Exercise requirements:
The answer must be a single number: how many lines in this listing hold the word "rough".

Exercise inputs:
○ ○ ○ ○

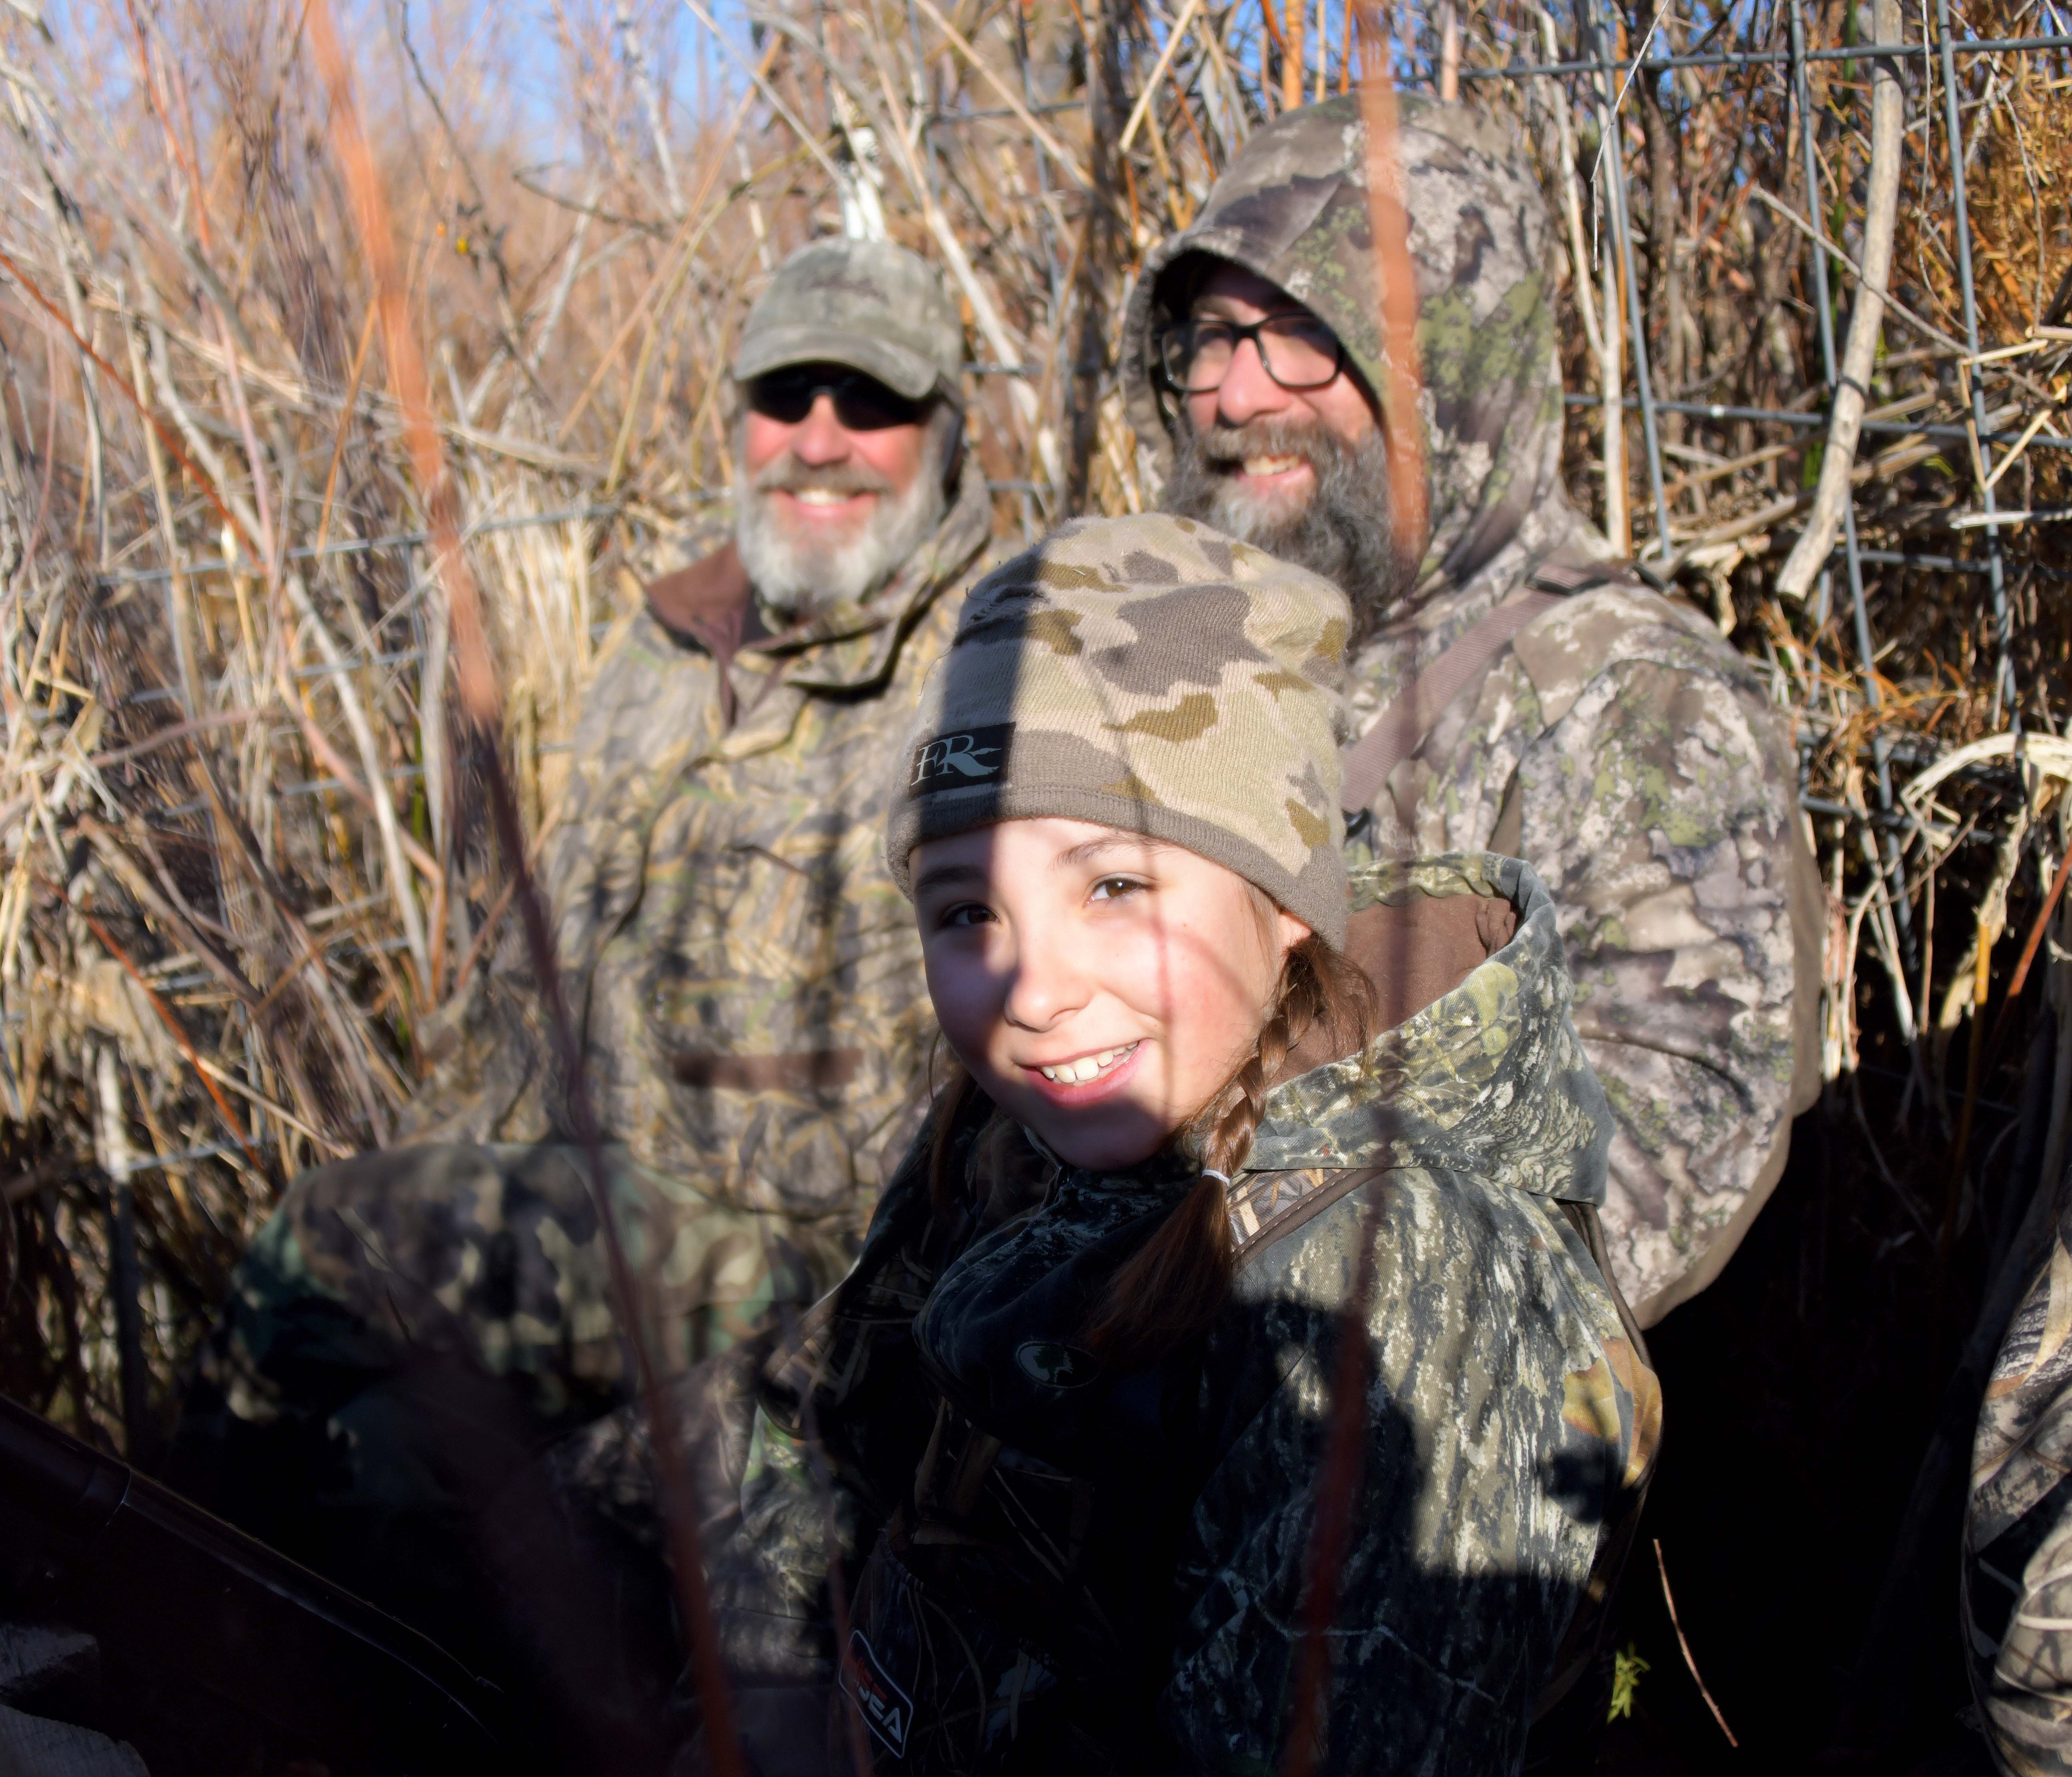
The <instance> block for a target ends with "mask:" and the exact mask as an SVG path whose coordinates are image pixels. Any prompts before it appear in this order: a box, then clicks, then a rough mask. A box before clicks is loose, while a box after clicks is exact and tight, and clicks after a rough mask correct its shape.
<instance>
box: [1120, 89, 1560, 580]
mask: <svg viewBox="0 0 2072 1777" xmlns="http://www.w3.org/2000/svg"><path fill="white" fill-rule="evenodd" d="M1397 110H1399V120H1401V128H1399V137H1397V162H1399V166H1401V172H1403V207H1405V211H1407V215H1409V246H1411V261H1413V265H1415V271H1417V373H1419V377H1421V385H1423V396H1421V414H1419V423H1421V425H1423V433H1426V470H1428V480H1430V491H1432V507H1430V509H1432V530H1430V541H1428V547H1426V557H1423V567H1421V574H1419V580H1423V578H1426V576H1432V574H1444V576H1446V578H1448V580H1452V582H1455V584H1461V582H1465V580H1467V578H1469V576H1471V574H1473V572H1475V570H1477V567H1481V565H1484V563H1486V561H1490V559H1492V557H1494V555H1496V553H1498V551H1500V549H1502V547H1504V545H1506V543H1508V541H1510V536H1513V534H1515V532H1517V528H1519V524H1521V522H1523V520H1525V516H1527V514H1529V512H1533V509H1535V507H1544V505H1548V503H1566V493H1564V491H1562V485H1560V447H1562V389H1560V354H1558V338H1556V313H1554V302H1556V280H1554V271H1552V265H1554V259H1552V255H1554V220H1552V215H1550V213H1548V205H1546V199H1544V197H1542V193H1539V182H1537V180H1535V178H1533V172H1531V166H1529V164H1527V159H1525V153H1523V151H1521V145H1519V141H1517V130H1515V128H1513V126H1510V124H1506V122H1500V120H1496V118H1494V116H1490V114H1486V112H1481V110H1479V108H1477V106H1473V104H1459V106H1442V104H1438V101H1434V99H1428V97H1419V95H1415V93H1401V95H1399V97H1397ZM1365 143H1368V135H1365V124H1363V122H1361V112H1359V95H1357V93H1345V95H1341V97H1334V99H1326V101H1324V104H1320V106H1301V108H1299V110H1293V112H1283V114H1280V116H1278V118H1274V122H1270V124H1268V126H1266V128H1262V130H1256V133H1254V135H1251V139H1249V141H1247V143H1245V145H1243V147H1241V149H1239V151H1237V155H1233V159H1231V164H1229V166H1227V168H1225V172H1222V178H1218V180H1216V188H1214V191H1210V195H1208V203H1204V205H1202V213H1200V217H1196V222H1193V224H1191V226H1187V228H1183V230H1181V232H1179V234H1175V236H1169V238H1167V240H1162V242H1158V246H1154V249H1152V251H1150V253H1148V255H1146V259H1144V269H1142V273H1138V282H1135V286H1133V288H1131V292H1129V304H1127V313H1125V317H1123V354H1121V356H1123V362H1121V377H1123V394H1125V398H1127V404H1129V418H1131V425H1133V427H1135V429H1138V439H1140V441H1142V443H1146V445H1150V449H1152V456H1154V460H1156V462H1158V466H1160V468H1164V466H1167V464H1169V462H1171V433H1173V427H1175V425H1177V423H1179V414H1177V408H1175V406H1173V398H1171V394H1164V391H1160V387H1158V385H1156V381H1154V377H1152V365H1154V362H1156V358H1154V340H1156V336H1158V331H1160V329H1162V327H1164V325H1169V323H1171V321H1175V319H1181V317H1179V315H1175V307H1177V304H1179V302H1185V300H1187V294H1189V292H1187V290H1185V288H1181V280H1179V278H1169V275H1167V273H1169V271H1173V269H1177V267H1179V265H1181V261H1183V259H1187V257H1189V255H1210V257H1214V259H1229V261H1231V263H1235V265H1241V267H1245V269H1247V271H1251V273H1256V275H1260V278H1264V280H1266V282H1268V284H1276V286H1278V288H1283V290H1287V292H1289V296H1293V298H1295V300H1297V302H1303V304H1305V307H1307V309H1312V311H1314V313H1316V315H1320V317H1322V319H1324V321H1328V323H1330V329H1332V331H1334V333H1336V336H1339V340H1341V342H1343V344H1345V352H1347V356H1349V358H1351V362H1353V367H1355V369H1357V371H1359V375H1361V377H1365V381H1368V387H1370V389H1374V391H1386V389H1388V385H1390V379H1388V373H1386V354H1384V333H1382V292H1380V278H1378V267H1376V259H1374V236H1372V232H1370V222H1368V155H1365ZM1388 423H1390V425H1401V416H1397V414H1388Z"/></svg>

○ ○ ○ ○

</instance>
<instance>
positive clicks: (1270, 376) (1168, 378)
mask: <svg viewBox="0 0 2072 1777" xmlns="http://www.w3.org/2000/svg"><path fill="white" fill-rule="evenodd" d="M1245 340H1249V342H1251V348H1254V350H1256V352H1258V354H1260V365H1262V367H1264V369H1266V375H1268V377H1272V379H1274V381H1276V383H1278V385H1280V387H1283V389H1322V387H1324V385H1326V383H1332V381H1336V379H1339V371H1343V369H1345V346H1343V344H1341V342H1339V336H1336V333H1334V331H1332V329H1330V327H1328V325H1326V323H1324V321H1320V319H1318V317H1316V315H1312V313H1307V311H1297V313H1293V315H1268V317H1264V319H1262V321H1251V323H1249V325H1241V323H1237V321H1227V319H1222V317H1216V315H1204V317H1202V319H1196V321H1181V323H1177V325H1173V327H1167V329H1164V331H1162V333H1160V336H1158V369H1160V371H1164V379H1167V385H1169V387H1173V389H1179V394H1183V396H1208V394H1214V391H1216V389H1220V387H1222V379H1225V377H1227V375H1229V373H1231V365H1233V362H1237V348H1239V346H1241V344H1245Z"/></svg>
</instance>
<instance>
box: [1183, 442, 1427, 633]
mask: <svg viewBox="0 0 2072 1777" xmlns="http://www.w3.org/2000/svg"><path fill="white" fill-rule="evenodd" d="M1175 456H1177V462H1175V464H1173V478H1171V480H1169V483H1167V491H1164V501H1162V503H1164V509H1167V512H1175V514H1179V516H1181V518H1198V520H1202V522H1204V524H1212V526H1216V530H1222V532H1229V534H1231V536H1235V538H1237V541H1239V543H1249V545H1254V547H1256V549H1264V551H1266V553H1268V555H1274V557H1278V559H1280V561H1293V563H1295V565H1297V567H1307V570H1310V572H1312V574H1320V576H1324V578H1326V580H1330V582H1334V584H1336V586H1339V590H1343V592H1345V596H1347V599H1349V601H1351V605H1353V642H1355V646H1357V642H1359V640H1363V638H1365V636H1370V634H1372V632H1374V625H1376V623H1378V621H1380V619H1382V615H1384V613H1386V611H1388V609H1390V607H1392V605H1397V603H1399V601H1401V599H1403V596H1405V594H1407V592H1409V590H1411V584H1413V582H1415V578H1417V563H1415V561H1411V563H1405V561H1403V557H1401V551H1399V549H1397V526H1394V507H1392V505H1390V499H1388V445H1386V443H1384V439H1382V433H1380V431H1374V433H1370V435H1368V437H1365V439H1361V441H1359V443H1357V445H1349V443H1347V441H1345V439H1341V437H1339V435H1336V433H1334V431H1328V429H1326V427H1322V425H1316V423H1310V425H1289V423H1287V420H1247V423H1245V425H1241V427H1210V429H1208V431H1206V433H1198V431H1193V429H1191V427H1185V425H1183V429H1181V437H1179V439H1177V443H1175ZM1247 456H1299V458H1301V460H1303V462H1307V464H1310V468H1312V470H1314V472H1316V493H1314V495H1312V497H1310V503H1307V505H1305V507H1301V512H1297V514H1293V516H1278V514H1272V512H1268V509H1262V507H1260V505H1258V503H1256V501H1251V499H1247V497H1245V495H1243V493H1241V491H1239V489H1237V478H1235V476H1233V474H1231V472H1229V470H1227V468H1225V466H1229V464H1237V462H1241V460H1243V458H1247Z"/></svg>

○ ○ ○ ○

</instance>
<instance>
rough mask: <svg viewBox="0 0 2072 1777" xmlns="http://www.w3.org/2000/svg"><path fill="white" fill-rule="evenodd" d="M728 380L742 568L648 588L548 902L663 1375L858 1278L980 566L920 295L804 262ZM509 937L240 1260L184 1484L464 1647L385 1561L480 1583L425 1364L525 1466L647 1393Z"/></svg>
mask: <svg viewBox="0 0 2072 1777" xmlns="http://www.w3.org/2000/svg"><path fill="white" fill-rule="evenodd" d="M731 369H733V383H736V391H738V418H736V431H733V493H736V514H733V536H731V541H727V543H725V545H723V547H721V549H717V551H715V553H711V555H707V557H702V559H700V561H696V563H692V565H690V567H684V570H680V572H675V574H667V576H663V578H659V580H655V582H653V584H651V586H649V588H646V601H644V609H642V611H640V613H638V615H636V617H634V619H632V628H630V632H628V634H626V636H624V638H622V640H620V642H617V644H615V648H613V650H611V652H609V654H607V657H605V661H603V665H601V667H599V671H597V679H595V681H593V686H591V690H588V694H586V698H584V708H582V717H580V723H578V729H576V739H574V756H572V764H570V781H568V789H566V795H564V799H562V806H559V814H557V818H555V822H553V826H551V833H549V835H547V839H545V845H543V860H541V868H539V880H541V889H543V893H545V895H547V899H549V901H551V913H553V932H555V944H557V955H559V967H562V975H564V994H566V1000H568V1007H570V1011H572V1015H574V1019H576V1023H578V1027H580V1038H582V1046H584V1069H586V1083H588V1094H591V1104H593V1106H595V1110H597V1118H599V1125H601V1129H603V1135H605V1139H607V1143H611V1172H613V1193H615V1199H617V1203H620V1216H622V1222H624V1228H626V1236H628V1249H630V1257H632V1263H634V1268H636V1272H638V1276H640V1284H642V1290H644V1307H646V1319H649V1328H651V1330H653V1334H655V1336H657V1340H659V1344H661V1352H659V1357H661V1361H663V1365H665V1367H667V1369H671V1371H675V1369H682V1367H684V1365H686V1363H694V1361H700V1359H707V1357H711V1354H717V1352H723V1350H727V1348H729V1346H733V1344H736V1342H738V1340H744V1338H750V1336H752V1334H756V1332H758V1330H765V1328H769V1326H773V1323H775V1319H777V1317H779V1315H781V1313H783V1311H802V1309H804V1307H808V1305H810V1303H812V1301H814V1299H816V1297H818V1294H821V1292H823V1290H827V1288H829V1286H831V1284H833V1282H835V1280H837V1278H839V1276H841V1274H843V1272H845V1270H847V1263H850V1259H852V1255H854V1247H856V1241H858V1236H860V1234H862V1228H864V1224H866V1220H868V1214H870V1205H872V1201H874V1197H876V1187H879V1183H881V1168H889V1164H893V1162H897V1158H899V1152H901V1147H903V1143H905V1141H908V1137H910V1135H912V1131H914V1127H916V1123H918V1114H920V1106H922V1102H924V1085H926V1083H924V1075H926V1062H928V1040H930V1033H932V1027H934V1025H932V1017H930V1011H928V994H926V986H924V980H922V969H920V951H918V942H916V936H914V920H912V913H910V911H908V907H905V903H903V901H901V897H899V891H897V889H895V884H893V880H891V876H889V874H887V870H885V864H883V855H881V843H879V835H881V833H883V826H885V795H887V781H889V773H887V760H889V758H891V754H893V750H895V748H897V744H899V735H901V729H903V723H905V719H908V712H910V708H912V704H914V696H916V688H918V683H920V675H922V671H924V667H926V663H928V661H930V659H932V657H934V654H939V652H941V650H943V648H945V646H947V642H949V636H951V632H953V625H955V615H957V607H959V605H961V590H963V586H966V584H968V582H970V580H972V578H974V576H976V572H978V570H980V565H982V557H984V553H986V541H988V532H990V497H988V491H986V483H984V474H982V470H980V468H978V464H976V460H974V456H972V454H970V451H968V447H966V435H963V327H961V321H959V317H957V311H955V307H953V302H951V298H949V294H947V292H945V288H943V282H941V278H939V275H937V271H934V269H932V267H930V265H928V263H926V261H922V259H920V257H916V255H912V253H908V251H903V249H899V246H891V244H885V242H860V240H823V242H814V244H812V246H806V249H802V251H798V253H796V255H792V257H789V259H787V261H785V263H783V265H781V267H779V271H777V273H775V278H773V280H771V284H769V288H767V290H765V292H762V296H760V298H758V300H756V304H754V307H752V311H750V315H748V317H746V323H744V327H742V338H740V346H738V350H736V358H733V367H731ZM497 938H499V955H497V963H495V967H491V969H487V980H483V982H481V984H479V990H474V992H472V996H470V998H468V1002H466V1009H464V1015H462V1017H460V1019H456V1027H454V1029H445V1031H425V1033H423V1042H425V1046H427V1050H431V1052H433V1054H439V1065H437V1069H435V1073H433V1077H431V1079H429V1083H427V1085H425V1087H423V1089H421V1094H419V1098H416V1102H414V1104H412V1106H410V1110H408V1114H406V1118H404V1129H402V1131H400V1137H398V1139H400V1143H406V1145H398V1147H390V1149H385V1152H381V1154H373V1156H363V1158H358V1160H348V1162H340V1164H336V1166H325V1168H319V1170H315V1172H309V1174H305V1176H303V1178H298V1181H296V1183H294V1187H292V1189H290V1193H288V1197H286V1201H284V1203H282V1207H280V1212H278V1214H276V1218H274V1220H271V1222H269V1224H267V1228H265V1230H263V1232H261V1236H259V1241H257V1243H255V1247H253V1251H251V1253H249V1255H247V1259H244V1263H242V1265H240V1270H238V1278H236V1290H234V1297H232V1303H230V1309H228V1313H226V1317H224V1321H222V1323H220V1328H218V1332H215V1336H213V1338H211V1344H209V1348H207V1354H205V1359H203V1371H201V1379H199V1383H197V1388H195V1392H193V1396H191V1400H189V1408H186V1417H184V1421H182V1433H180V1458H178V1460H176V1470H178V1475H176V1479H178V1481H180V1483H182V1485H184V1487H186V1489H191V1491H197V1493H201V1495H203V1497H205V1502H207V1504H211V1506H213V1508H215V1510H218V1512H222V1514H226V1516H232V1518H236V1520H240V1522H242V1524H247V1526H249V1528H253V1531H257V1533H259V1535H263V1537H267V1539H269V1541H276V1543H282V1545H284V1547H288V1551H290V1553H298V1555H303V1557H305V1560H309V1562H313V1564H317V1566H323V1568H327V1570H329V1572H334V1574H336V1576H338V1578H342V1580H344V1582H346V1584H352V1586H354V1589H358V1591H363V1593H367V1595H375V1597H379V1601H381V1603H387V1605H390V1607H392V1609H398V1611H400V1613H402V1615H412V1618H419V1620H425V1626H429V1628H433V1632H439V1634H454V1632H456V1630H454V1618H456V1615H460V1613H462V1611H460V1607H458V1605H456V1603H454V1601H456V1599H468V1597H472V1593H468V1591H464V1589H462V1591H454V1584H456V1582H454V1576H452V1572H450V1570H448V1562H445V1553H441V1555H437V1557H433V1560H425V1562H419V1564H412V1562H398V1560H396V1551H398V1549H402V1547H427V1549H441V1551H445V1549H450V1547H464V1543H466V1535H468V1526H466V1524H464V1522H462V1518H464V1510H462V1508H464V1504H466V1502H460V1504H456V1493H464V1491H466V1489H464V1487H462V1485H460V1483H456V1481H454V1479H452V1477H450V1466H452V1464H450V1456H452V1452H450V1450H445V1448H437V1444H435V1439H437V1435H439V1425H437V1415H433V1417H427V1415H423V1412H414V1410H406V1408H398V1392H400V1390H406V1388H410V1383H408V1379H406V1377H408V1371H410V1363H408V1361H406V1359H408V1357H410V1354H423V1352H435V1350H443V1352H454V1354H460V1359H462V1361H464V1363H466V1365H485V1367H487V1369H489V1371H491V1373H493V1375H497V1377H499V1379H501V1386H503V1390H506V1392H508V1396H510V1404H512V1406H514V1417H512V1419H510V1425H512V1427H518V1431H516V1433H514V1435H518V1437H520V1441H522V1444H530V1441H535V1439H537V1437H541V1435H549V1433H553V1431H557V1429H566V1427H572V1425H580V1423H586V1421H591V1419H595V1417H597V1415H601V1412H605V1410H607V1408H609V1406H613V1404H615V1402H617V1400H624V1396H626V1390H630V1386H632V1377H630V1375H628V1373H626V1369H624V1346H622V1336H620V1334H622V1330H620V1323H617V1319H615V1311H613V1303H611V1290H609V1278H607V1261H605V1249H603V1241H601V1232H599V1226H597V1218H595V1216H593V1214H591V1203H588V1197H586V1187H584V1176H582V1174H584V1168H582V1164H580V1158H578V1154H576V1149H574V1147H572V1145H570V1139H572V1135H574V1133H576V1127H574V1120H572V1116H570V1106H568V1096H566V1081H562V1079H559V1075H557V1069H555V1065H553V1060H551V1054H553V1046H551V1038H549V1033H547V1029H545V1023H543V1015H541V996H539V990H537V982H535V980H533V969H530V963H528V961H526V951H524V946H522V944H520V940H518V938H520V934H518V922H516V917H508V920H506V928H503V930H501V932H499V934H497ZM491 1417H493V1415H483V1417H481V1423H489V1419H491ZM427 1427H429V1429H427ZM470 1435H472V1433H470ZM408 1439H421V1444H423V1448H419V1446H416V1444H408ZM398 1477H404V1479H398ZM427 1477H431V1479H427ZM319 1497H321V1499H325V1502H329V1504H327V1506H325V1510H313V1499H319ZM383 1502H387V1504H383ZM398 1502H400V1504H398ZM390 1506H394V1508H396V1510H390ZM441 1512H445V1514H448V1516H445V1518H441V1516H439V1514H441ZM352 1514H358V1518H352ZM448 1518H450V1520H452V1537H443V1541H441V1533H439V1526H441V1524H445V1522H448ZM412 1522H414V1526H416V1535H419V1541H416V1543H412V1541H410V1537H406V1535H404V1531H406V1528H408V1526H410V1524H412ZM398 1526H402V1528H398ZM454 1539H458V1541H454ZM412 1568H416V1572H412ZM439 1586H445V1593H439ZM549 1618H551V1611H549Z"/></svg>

○ ○ ○ ○

Finished exercise:
2